___ PROVIDED INFORMATION

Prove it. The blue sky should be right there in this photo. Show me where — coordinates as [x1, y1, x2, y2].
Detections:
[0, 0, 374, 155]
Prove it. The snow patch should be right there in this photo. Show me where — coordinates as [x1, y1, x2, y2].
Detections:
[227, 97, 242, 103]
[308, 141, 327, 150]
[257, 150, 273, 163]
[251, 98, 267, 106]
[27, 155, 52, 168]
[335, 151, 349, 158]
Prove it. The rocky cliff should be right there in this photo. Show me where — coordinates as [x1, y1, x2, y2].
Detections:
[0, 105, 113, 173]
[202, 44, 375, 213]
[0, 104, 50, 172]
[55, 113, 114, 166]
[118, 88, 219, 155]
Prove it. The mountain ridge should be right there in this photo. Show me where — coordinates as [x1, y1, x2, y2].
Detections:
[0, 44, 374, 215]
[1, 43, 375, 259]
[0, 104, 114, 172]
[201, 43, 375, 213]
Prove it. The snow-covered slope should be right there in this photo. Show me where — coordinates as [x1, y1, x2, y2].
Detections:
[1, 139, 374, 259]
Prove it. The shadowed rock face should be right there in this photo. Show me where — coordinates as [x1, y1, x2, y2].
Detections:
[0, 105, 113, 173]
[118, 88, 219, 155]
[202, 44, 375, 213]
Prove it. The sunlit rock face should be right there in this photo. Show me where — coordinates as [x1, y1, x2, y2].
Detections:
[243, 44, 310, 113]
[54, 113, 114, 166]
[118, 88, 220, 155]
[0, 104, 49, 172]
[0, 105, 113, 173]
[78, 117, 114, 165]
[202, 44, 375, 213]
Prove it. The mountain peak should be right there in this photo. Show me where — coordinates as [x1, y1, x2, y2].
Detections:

______

▸ PROBLEM REQUIREMENTS: Lines with "snow" in them are what the answer must contain; copy each from the records above.

▸ TASK RESPONSE:
Prove it. The snow patch should be right there in this photo. Show me where — coordinates as [x1, y1, x2, y2].
Prove it. The snow-covered slope should be right there in this photo. Show me where — coordinates as [x1, y1, x2, y2].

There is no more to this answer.